● **Data extracts**:

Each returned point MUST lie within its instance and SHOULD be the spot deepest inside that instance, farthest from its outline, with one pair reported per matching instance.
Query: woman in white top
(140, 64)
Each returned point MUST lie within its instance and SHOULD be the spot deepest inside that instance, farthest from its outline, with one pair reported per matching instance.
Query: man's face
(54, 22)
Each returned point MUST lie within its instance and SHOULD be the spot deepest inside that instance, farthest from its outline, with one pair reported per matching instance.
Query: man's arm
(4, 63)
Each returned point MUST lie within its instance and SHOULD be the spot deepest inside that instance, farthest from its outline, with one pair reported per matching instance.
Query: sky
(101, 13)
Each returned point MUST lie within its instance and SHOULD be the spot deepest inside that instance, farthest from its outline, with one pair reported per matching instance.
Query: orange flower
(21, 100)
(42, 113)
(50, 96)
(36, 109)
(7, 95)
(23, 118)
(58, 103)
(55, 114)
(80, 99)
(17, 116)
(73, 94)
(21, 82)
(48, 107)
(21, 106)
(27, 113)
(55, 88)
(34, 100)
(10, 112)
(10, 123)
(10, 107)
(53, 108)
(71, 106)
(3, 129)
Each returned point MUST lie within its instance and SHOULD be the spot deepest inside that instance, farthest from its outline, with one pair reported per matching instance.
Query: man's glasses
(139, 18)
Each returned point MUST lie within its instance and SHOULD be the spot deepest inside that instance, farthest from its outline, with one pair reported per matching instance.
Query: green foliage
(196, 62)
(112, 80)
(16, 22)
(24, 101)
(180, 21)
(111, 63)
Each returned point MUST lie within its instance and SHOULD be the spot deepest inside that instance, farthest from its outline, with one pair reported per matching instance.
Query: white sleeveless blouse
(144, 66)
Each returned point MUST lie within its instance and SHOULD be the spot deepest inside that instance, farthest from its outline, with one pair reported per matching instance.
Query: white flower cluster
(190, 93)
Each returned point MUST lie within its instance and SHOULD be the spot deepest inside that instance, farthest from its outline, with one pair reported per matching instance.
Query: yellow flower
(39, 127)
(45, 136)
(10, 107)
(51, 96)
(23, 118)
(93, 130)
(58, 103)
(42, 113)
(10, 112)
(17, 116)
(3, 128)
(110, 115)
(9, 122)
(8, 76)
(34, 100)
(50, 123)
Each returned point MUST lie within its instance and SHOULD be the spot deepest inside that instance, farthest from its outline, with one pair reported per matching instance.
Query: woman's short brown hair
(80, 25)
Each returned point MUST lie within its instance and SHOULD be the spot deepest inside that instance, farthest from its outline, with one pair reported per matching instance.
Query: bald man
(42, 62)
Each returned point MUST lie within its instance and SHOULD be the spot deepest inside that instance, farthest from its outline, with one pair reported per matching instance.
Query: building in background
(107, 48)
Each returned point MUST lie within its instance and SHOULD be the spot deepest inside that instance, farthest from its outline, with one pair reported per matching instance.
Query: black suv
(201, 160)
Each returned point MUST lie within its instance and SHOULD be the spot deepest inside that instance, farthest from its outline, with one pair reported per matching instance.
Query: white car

● **Exercise prompt**:
Transcribe all of the data so that each line matches the source exactly.

● **Response**:
Each returned point MUST lie within its instance and SHOULD be the spot deepest inside that instance, farthest from its outline, with one pair reported per matching instance.
Query: woman in white top
(140, 64)
Each returned point MUST lie within its instance and SHOULD be the spot deepest inside that instance, farthest from its outline, with one pair reported per matching instance.
Query: man's face
(54, 22)
Each returned point MUST lie within its instance and SHOULD be the spot deepest inside that instance, farthest from its outline, with one pair reported per matching instance.
Query: man's arm
(4, 63)
Each returned point MUST lie within its instance and SHOULD be the spot deepest inside that instance, farthest from its outline, with one pair reported per matching instance.
Query: sky
(101, 13)
Each returned point MUST lie within its instance and SHOULD be the spot deepest inside that instance, farthest from its outline, with one pair reported per matching instance.
Query: orange flower
(21, 100)
(42, 113)
(50, 96)
(36, 109)
(7, 95)
(23, 118)
(58, 103)
(55, 114)
(80, 99)
(17, 116)
(73, 94)
(21, 82)
(48, 107)
(21, 106)
(27, 113)
(55, 88)
(34, 100)
(10, 112)
(10, 123)
(10, 107)
(53, 108)
(71, 106)
(3, 129)
Each returned point MUST lie within its instance and SHOULD be the spot deepest inside that instance, farthest from its outline, with one pair reported per matching instance.
Query: man's glasses
(139, 18)
Each returned point MUST lie within its instance and SHOULD be the spot deepest inside that instance, farthest from its outline, with one pair reported per matching instance.
Query: green foliage
(196, 62)
(112, 80)
(16, 22)
(24, 101)
(180, 21)
(111, 63)
Each returned point MUST lie within its instance and SHOULD be the spot deepest inside that instance, farthest from its outline, with one pair reported per matching instance.
Query: white sleeveless blouse
(144, 66)
Each returned point MUST lie within its instance and SHOULD be the spot deepest inside that instance, farthest from its outline, with one pair reported per matching instance.
Query: white flower cluster
(190, 93)
Each returned point MUST lie within its instance and SHOULD be the spot deepest inside that instance, farthest from its outline, with one pair reported per matching instance.
Query: yellow flower
(39, 127)
(45, 136)
(10, 107)
(51, 96)
(23, 118)
(93, 130)
(58, 103)
(42, 113)
(10, 112)
(17, 116)
(3, 128)
(110, 115)
(9, 122)
(8, 76)
(34, 100)
(50, 123)
Each returned point MUST lie within its instance and SHOULD be the spot deepest inside that instance, farthest from its outline, with one pair reported per matching instance.
Query: woman's short brown hair
(80, 25)
Each returned point MUST lie within its instance and SHOULD be the spot deepest inside that instance, farthest from its outline, with one pair reported per matching instance.
Query: bald man
(42, 62)
Each returned point MUST lie within its instance and SHOULD be the spot deepest inside that instance, farthest from its outline, with one pair reported per matching instance.
Query: building in background
(107, 48)
Each returned point MUST lie within its instance and SHOULD be the spot deepest inside that instance, farthest from its outline, with one pair reported per matching instance.
Query: black suv
(201, 160)
Each returned point MUST lie within its instance and SHOULD be the spot deepest inside that instance, farthest from its outline, with one pair reported per matching instance.
Query: white car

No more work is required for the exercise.